#### Data lines:

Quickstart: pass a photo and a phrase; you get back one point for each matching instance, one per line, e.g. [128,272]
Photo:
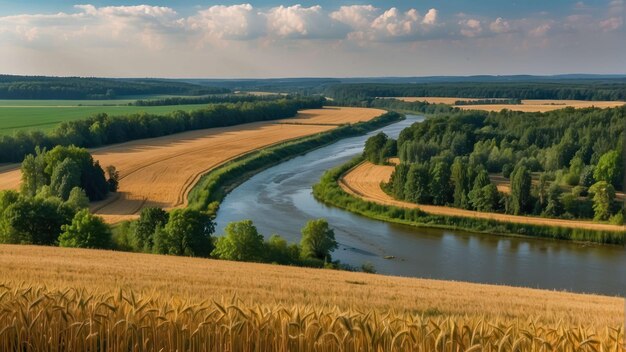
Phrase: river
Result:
[279,200]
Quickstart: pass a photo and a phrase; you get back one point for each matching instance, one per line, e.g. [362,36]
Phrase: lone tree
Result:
[520,190]
[318,240]
[241,242]
[604,194]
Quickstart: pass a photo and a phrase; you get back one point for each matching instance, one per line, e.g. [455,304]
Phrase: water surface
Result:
[279,200]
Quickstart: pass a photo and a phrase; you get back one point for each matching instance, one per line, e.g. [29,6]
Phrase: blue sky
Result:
[311,38]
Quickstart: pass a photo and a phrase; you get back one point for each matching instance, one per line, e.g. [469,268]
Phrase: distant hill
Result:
[41,87]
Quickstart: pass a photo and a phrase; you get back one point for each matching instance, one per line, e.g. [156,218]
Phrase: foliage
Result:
[329,192]
[103,129]
[64,168]
[187,232]
[318,240]
[241,242]
[85,231]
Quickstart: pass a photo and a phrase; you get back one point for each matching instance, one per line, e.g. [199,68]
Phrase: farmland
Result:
[365,179]
[173,164]
[45,115]
[528,105]
[365,305]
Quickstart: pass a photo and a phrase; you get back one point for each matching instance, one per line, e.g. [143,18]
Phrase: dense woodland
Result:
[103,129]
[602,90]
[40,87]
[565,163]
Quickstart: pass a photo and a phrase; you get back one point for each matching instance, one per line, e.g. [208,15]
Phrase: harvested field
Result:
[196,280]
[161,171]
[365,179]
[526,106]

#### Task to carry out:
Skip the pictures and transcribe the rest of the records exactly.

#### The reply:
Quickstart: pass a photo and a phrase; you get back one point for each matching instance, one per line, e.g. [128,272]
Photo:
Phrase: river
Result:
[279,200]
Quickstart: pass a photo and a phrase; you get back one point for each matching instance, one per line, e.g. [362,36]
Phrase: lone tree
Result:
[520,190]
[318,240]
[241,242]
[604,194]
Quickstart: pass a photo and a phrase; you get back one point for each matching instance, one per line, e.g. [455,304]
Phrase: water surface
Result:
[279,200]
Quickstart: pass a photo and a phrase; you get back one point for each matching instance, one per line, e.g. [29,6]
Phrase: blue sky
Result:
[311,38]
Quickstart: pass a photo and a phrase; you get back one point for each matching instance, one per line, e.g. [469,268]
Phrase: distant hill
Result:
[41,87]
Quickstart: pass a photo and a phrase; you get back one point for each matching instance, one per line, e.g. [156,218]
Phrase: foliage
Result:
[329,192]
[103,129]
[64,168]
[187,232]
[318,240]
[241,242]
[85,231]
Quickstart: pass a photo and a phrase; you get back one point for each matching instance, one per line, e.g. [199,68]
Phrase: farmland
Result:
[365,179]
[173,164]
[45,115]
[528,105]
[365,305]
Quickstart: pass a photo and a phrase; you get back one point for each matching instance, one per line, e.g. [143,18]
Phrase: dense woodland
Result:
[103,129]
[602,90]
[40,87]
[565,163]
Quickstart: pass a photo and a phrase; you get back one point for each matching instance, one per line, e.g. [208,15]
Phrase: harvested field
Result:
[196,280]
[161,171]
[365,179]
[526,106]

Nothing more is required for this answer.